### Directive
Beneath this task is a listing; retype all of it exactly.

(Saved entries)
=====

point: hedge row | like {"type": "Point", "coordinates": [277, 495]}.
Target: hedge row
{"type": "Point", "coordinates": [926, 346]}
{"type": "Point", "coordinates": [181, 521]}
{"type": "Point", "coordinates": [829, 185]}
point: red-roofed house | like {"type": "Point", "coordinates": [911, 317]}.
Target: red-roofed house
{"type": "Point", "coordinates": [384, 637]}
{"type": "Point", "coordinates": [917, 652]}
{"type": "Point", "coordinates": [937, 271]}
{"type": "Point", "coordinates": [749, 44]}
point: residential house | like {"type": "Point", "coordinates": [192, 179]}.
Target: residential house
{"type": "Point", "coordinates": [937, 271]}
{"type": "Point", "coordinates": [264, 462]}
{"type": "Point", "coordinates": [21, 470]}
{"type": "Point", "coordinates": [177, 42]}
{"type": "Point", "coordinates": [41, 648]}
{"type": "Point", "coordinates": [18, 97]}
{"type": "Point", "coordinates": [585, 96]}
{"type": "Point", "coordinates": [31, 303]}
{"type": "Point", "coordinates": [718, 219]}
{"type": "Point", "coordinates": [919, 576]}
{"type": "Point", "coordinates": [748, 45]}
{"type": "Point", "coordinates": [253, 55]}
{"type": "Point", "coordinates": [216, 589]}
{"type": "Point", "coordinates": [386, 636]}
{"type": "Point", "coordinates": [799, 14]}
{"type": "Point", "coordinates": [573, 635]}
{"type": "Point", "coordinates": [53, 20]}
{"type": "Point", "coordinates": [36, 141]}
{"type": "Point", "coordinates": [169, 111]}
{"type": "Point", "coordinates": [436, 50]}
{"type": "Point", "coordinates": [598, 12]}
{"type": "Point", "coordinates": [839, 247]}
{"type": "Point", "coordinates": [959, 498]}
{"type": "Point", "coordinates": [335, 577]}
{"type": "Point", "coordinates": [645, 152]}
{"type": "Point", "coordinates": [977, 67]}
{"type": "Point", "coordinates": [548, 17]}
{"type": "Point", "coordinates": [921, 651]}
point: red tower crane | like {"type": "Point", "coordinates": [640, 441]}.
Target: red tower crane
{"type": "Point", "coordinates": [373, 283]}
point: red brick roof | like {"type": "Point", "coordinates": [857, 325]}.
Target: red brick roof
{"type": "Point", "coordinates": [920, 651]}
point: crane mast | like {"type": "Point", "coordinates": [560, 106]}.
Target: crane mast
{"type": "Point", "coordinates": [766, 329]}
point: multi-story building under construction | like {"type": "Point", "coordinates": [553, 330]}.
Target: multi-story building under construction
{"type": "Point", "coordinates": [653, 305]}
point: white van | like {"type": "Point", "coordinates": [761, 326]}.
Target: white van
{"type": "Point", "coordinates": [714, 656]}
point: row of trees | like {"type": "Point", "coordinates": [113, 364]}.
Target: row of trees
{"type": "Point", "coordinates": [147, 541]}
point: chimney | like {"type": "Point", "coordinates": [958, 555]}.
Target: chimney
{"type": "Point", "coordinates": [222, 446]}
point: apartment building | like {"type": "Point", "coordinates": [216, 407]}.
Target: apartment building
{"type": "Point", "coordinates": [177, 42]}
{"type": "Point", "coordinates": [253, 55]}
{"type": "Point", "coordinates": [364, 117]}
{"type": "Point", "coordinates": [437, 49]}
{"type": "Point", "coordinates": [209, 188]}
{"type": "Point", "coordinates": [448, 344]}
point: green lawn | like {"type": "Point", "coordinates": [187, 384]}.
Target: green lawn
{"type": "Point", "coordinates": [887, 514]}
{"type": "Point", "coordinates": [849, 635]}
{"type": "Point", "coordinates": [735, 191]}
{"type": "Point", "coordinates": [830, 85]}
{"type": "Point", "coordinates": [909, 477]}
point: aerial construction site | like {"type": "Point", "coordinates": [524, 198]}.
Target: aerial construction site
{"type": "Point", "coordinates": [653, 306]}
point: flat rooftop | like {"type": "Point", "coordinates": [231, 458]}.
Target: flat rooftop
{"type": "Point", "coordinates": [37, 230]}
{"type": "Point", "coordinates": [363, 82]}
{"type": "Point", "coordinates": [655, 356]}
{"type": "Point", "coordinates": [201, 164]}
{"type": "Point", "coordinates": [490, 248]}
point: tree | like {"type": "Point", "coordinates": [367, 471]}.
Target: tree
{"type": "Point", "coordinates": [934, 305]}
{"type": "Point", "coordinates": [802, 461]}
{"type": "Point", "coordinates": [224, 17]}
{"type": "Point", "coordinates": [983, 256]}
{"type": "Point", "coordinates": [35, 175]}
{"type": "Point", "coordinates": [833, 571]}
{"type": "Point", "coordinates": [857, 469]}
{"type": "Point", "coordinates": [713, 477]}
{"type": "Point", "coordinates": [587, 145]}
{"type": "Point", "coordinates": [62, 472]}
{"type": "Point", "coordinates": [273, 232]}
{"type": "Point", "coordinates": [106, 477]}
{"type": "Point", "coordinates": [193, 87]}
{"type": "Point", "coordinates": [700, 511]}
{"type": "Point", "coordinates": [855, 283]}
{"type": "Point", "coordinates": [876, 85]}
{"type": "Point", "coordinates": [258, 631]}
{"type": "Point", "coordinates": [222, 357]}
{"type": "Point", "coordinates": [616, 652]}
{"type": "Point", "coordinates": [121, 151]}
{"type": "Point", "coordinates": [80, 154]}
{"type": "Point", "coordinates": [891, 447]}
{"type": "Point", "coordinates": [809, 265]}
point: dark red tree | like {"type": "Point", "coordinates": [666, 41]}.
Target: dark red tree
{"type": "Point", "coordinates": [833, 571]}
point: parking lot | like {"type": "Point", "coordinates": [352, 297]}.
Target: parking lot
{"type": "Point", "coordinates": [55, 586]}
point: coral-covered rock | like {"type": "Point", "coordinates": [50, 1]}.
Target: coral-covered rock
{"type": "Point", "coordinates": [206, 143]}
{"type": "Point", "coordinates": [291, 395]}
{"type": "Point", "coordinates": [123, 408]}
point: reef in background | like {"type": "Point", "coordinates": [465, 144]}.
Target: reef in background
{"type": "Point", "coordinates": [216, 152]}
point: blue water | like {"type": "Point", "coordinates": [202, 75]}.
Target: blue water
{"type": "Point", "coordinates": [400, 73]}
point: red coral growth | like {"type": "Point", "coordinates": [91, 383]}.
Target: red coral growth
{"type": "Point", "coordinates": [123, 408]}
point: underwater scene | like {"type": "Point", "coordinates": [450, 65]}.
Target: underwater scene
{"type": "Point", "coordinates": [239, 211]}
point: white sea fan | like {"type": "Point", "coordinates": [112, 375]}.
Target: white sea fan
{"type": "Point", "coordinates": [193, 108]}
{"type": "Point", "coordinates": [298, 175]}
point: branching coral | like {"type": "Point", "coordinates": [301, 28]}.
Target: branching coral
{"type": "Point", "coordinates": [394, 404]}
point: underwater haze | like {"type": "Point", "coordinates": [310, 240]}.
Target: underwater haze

=====

### Response
point: hedge row | like {"type": "Point", "coordinates": [277, 495]}.
Target: hedge row
{"type": "Point", "coordinates": [926, 346]}
{"type": "Point", "coordinates": [181, 521]}
{"type": "Point", "coordinates": [829, 185]}
point: red-roofed house | like {"type": "Point", "coordinates": [911, 317]}.
Target: red-roofed house
{"type": "Point", "coordinates": [384, 637]}
{"type": "Point", "coordinates": [917, 652]}
{"type": "Point", "coordinates": [937, 271]}
{"type": "Point", "coordinates": [749, 44]}
point: residential house | like {"type": "Point", "coordinates": [192, 179]}.
Target: residential house
{"type": "Point", "coordinates": [937, 271]}
{"type": "Point", "coordinates": [264, 462]}
{"type": "Point", "coordinates": [21, 470]}
{"type": "Point", "coordinates": [177, 42]}
{"type": "Point", "coordinates": [41, 648]}
{"type": "Point", "coordinates": [18, 97]}
{"type": "Point", "coordinates": [585, 96]}
{"type": "Point", "coordinates": [31, 303]}
{"type": "Point", "coordinates": [718, 219]}
{"type": "Point", "coordinates": [919, 576]}
{"type": "Point", "coordinates": [748, 45]}
{"type": "Point", "coordinates": [253, 55]}
{"type": "Point", "coordinates": [216, 589]}
{"type": "Point", "coordinates": [386, 636]}
{"type": "Point", "coordinates": [799, 14]}
{"type": "Point", "coordinates": [573, 635]}
{"type": "Point", "coordinates": [53, 20]}
{"type": "Point", "coordinates": [36, 141]}
{"type": "Point", "coordinates": [169, 111]}
{"type": "Point", "coordinates": [436, 50]}
{"type": "Point", "coordinates": [598, 12]}
{"type": "Point", "coordinates": [839, 247]}
{"type": "Point", "coordinates": [959, 498]}
{"type": "Point", "coordinates": [335, 577]}
{"type": "Point", "coordinates": [645, 152]}
{"type": "Point", "coordinates": [977, 67]}
{"type": "Point", "coordinates": [548, 17]}
{"type": "Point", "coordinates": [921, 651]}
point: red tower crane | like {"type": "Point", "coordinates": [640, 441]}.
Target: red tower crane
{"type": "Point", "coordinates": [373, 283]}
point: red brick roof | like {"type": "Point", "coordinates": [857, 325]}.
Target: red brick roof
{"type": "Point", "coordinates": [920, 651]}
point: crane mast | like {"type": "Point", "coordinates": [560, 106]}.
Target: crane mast
{"type": "Point", "coordinates": [766, 329]}
point: multi-story building under construction | like {"type": "Point", "coordinates": [553, 330]}.
Target: multi-story building under construction
{"type": "Point", "coordinates": [653, 305]}
point: white van | like {"type": "Point", "coordinates": [761, 326]}.
Target: white van
{"type": "Point", "coordinates": [714, 656]}
point: row of trees | like {"type": "Point", "coordinates": [113, 364]}.
Target: row of trees
{"type": "Point", "coordinates": [147, 541]}
point: chimney | like {"type": "Point", "coordinates": [958, 555]}.
Target: chimney
{"type": "Point", "coordinates": [222, 446]}
point: apartment building | like {"type": "Point", "coordinates": [216, 407]}.
Target: apartment building
{"type": "Point", "coordinates": [177, 42]}
{"type": "Point", "coordinates": [253, 55]}
{"type": "Point", "coordinates": [364, 117]}
{"type": "Point", "coordinates": [437, 49]}
{"type": "Point", "coordinates": [209, 188]}
{"type": "Point", "coordinates": [448, 344]}
point: green lawn | like {"type": "Point", "coordinates": [187, 384]}.
Target: green lawn
{"type": "Point", "coordinates": [887, 514]}
{"type": "Point", "coordinates": [849, 635]}
{"type": "Point", "coordinates": [735, 191]}
{"type": "Point", "coordinates": [830, 85]}
{"type": "Point", "coordinates": [909, 477]}
point: aerial construction site | like {"type": "Point", "coordinates": [524, 198]}.
Target: aerial construction site
{"type": "Point", "coordinates": [653, 306]}
point: flat rooftop | like {"type": "Point", "coordinates": [231, 458]}.
Target: flat rooftop
{"type": "Point", "coordinates": [37, 230]}
{"type": "Point", "coordinates": [363, 82]}
{"type": "Point", "coordinates": [655, 356]}
{"type": "Point", "coordinates": [201, 164]}
{"type": "Point", "coordinates": [490, 248]}
point: tree | like {"type": "Point", "coordinates": [367, 471]}.
Target: tree
{"type": "Point", "coordinates": [934, 305]}
{"type": "Point", "coordinates": [802, 461]}
{"type": "Point", "coordinates": [224, 17]}
{"type": "Point", "coordinates": [983, 256]}
{"type": "Point", "coordinates": [35, 175]}
{"type": "Point", "coordinates": [833, 571]}
{"type": "Point", "coordinates": [857, 469]}
{"type": "Point", "coordinates": [713, 477]}
{"type": "Point", "coordinates": [587, 145]}
{"type": "Point", "coordinates": [62, 472]}
{"type": "Point", "coordinates": [273, 232]}
{"type": "Point", "coordinates": [106, 477]}
{"type": "Point", "coordinates": [193, 87]}
{"type": "Point", "coordinates": [700, 511]}
{"type": "Point", "coordinates": [855, 283]}
{"type": "Point", "coordinates": [876, 85]}
{"type": "Point", "coordinates": [258, 631]}
{"type": "Point", "coordinates": [222, 357]}
{"type": "Point", "coordinates": [616, 652]}
{"type": "Point", "coordinates": [121, 151]}
{"type": "Point", "coordinates": [80, 154]}
{"type": "Point", "coordinates": [891, 447]}
{"type": "Point", "coordinates": [809, 265]}
point: dark red tree | like {"type": "Point", "coordinates": [666, 41]}.
Target: dark red tree
{"type": "Point", "coordinates": [833, 571]}
point: parking lot | like {"type": "Point", "coordinates": [352, 297]}.
Target: parking lot
{"type": "Point", "coordinates": [55, 586]}
point: coral-covered rock | like {"type": "Point", "coordinates": [50, 1]}.
Target: coral-covered rock
{"type": "Point", "coordinates": [206, 143]}
{"type": "Point", "coordinates": [291, 395]}
{"type": "Point", "coordinates": [123, 408]}
point: reef in background | like {"type": "Point", "coordinates": [465, 144]}.
Target: reef in background
{"type": "Point", "coordinates": [216, 152]}
point: blue water | like {"type": "Point", "coordinates": [202, 75]}.
Target: blue water
{"type": "Point", "coordinates": [400, 73]}
point: red coral growth | like {"type": "Point", "coordinates": [91, 383]}.
Target: red coral growth
{"type": "Point", "coordinates": [123, 408]}
point: underwater scene | like {"type": "Point", "coordinates": [450, 65]}.
Target: underwater scene
{"type": "Point", "coordinates": [239, 211]}
point: white sea fan | like {"type": "Point", "coordinates": [112, 375]}.
Target: white sea fan
{"type": "Point", "coordinates": [193, 108]}
{"type": "Point", "coordinates": [298, 175]}
point: branching coral | like {"type": "Point", "coordinates": [301, 28]}.
Target: branching coral
{"type": "Point", "coordinates": [394, 404]}
point: underwater haze | like {"type": "Point", "coordinates": [310, 240]}.
Target: underwater haze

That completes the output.